What to work on:
- 1) Write out everything in the text about Ploske from "To the northeast" down to "unconventional dome-shaped shelter.".
- 2) Translate this sentence from the text about Ploske into Spanish: "To the northeast of the village, there is a hill with an elevation of 703 meters, and to the south, there is the Cherteni hill with an elevation of 626 meters."
- 3) Decide whether each statement agrees with the text about Ploske, answering yes or no and quoting the words that settle it: (a) The Ploske River is a right tributary of the Mshanka River. (b) The Sokil stream collects water from the eastern half of the village. (c) The Ukrainian Cultural Foundation supports the creation of the "BoykoMandry" network.

Ploske (Плоске) is a village in the Sambir Raion of the Lviv Oblast of Ukraine. As of 2023, the population is 149 people (75 as of 2023). The local self-government authority is the Strilky Village Council.

Ploske is situated on the southern slopes of the Orovyi (Vorovyi) Ridge, part of the Upper Dniester Beskids, within the Dniester river basin.

The village consists of two parts: Ploske and a hamlet called "Pid Orovym" ("Under Orovyi"), which is likely the highest hamlet in the Starosambir region.

Stretching from south to north between the mountains along the Ploske River, a small left tributary of the Mshanka River, which in turn is a tributary of the Dniester. The Ploske River collects water from the western half of the village, while the Sokil stream, a tributary of the Mshanka, collects water from the eastern half.

To the northeast of the village, there is a hill with an elevation of 703 meters, and to the south, there is the Cherteni hill with an elevation of 626 meters.

In 2023, the village of Ploske, together with surrounding villages, became part of the historical and tourist routes network "BoykoMandry," which is being created with the support of the Ukrainian Cultural Foundation and the Strilky territorial community. The main tourist attraction of the village is the Church of St. Archangel Michael of the UGCC, particularly its unconventional dome-shaped shelter.

Dataset content:
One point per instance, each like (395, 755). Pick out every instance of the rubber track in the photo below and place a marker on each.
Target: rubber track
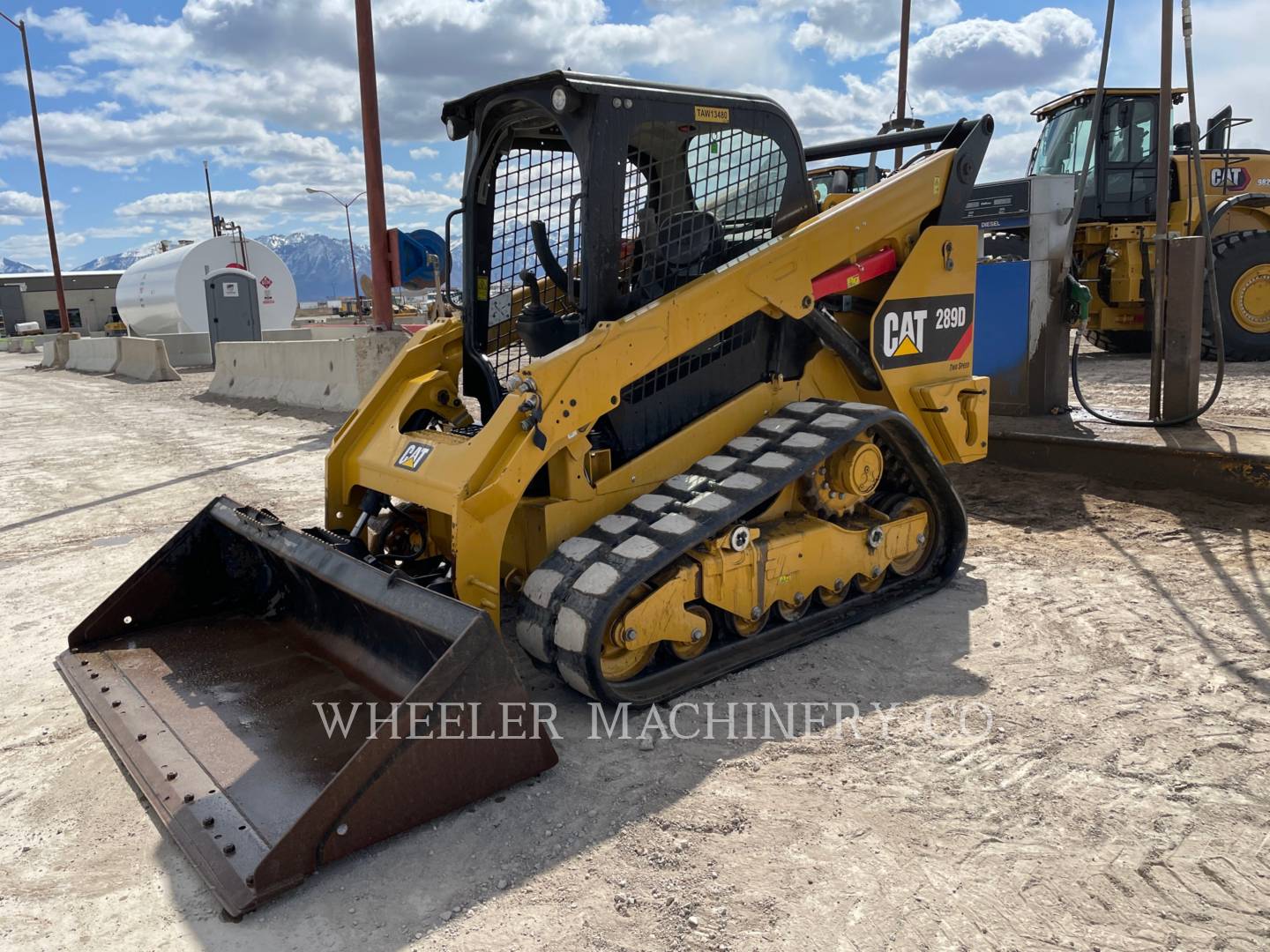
(571, 597)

Exercise results:
- 1)
To the northeast of the village, there is a hill with an elevation of 703 meters, and to the south, there is the Cherteni hill with an elevation of 626 meters.

In 2023, the village of Ploske, together with surrounding villages, became part of the historical and tourist routes network "BoykoMandry," which is being created with the support of the Ukrainian Cultural Foundation and the Strilky territorial community. The main tourist attraction of the village is the Church of St. Archangel Michael of the UGCC, particularly its unconventional dome-shaped shelter.

- 2) Al noreste del pueblo hay una colina con una altitud de 703 metros, y al sur se encuentra la colina Cherteni, con una altitud de 626 metros.

- 3)
(a) No: "a small left tributary of the Mshanka River"
(b) Yes: "the Sokil stream, a tributary of the Mshanka, collects water from the eastern half"
(c) Yes: "which is being created with the support of the Ukrainian Cultural Foundation and the Strilky territorial community"